- [WHAT TO PRODUCE]: Reproduce, with no alteration, the span of lines that begins at the line containing "Objective — one dot per instance of the green" and ends at the last line of the records, both ends included, and nothing else.

- [GIVEN RECORDS]:

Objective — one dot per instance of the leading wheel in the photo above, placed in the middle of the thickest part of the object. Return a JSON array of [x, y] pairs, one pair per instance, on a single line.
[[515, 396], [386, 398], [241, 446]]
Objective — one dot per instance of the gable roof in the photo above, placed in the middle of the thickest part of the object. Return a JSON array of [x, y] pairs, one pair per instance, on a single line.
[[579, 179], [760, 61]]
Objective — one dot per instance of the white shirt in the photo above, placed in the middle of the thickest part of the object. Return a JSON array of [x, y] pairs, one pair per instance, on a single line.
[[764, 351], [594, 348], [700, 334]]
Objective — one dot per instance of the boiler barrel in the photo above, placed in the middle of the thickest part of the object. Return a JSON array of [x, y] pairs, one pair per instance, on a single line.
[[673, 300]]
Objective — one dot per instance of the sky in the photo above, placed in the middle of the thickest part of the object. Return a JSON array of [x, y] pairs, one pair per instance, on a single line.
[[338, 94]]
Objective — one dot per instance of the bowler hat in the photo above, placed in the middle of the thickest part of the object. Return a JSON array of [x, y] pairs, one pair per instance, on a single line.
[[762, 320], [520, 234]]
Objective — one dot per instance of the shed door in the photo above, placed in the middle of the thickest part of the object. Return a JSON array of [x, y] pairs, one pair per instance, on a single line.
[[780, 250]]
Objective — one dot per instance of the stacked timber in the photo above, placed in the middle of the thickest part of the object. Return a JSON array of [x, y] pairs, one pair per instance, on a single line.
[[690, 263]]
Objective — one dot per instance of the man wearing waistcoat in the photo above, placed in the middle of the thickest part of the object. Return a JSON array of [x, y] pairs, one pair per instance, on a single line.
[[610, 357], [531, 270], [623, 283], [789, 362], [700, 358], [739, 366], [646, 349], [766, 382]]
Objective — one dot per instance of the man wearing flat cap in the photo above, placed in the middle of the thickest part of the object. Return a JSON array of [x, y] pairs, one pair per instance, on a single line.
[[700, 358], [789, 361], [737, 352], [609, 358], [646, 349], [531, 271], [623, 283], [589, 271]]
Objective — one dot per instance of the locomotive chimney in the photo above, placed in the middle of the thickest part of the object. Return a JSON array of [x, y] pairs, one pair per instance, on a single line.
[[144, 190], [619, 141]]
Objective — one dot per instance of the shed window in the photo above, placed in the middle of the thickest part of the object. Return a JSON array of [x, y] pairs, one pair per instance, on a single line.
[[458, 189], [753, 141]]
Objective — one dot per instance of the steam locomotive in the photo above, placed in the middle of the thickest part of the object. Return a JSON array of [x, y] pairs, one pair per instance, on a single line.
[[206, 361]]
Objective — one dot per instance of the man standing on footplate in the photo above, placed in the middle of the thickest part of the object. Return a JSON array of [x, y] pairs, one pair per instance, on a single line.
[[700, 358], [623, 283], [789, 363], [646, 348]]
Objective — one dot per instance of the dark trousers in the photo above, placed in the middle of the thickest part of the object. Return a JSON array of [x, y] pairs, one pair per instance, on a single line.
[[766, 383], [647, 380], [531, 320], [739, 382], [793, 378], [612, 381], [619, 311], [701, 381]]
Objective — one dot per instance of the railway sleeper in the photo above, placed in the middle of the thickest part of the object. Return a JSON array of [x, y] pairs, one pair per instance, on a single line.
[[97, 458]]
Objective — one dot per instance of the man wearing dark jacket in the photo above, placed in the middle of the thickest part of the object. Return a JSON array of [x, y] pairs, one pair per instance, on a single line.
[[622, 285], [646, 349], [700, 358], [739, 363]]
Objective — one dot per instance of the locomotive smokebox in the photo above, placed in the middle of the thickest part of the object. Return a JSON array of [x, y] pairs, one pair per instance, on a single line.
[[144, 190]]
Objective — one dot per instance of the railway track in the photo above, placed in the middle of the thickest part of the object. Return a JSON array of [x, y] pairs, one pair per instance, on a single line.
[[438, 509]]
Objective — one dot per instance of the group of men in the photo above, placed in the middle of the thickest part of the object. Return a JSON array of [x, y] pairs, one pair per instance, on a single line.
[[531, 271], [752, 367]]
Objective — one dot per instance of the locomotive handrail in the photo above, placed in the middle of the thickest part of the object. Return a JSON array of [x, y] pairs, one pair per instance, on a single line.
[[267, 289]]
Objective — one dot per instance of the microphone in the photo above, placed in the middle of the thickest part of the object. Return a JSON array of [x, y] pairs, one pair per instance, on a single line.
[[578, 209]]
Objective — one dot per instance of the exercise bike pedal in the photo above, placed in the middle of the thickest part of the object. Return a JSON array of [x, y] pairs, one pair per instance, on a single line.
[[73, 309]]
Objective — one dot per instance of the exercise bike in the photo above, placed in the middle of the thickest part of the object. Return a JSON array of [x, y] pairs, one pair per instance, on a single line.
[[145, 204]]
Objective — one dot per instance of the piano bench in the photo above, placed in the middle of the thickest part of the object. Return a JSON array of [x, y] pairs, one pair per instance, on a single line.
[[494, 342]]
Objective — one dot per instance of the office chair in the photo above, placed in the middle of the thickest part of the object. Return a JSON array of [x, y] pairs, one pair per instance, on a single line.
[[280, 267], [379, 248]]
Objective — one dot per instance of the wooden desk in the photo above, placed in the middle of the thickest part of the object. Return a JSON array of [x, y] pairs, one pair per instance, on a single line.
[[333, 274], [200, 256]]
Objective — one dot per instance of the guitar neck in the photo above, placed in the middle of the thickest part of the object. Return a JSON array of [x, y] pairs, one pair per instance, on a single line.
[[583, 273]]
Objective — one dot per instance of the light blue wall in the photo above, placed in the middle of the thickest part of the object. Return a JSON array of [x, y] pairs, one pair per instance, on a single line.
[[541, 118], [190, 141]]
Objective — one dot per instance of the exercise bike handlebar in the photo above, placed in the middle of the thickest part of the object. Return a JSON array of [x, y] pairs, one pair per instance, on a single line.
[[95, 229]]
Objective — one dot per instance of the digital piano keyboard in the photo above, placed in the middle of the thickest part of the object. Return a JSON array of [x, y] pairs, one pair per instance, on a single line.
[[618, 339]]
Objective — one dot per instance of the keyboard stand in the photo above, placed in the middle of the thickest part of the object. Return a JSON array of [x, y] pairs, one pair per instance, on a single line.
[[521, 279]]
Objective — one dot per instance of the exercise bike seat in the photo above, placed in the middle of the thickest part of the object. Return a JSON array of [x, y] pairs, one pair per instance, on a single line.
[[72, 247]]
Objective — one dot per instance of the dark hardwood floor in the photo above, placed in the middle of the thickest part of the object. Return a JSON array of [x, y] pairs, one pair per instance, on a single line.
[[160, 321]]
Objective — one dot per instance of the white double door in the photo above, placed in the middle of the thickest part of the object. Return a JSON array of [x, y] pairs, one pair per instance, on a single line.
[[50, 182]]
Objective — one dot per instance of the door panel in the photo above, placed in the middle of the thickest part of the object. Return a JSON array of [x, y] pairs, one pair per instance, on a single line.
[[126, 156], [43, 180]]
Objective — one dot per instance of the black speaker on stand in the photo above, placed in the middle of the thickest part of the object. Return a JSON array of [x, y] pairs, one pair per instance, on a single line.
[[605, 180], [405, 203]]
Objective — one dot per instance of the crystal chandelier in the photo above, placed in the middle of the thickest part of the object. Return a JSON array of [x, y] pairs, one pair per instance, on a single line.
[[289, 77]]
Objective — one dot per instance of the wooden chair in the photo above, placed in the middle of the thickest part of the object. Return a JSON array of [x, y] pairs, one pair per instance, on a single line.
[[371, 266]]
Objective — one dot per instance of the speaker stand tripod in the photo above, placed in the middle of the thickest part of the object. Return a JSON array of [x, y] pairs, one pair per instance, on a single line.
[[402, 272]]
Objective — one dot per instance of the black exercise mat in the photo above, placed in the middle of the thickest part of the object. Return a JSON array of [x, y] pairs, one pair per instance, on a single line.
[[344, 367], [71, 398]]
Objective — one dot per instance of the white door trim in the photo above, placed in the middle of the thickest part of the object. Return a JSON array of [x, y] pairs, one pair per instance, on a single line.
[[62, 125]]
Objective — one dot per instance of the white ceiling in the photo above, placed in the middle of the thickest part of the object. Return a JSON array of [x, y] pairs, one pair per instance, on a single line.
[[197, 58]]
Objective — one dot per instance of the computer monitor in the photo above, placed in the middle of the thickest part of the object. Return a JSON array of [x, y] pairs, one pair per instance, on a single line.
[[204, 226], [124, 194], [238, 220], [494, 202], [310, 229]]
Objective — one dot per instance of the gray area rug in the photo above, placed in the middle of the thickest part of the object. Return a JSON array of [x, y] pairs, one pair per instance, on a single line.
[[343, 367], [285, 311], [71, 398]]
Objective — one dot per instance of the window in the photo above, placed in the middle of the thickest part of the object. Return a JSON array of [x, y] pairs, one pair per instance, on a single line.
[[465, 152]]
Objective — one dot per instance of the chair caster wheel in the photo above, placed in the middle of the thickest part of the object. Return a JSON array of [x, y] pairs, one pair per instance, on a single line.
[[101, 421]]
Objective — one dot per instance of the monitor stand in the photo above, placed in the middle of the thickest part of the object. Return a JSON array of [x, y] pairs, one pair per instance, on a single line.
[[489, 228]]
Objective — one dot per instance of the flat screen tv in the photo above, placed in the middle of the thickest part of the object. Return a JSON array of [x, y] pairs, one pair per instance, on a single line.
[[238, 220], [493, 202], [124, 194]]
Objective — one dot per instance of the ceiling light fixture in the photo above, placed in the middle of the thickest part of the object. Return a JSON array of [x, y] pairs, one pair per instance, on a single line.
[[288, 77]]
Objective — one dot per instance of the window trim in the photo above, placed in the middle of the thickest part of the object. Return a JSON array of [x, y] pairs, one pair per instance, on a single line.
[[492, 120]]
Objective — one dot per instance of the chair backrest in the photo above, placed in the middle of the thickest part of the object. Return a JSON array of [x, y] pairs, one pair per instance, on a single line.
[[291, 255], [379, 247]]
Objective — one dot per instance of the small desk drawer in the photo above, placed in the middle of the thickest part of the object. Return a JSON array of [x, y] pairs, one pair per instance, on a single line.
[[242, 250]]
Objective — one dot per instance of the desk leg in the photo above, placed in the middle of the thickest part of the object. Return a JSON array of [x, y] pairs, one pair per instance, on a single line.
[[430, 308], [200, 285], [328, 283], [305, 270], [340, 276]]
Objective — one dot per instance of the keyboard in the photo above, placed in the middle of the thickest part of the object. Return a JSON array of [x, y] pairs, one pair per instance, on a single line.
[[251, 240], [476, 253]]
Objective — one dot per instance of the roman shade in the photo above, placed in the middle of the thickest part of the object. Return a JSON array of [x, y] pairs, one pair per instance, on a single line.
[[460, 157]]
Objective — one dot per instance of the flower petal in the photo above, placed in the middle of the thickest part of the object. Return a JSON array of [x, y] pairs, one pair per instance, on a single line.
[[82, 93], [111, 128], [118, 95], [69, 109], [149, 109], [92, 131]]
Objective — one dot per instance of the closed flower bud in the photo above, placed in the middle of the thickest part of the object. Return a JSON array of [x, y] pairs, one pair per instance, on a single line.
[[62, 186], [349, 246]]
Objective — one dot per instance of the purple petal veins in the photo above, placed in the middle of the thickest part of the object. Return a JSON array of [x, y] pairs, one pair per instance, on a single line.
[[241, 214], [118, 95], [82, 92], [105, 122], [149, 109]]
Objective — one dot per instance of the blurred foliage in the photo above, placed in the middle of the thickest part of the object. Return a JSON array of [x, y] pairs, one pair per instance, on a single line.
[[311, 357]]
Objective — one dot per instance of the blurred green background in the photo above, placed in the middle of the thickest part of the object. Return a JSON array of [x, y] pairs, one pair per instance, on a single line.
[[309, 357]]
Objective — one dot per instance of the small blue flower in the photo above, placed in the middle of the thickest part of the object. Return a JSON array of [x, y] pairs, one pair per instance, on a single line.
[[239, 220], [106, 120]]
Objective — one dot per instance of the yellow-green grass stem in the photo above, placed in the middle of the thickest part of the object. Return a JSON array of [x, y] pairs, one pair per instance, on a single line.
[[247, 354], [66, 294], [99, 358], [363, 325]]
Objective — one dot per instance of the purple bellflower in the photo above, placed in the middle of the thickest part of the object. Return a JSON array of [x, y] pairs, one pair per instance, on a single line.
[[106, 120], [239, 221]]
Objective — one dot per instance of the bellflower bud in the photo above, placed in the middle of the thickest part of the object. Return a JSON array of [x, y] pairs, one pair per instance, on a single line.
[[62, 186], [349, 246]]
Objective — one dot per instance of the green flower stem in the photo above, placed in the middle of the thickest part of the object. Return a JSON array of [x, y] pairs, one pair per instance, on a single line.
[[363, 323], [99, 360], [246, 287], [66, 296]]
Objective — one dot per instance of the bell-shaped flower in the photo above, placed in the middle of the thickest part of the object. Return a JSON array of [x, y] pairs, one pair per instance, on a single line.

- [ANSWER BELOW]:
Objective — one dot per instance of the green flower stem in the photo above, placed in the middle of the thickest part of the object. Return a JSON array of [x, y] pairs, one pair per instance, on a single line.
[[363, 323], [99, 360], [246, 287], [66, 296]]
Objective — one dot per instance of the bell-shaped flower in the photo above, placed in the middle of the thickest part of the object. Return a JSON array of [x, y] pairs, one pair per instance, on a single line.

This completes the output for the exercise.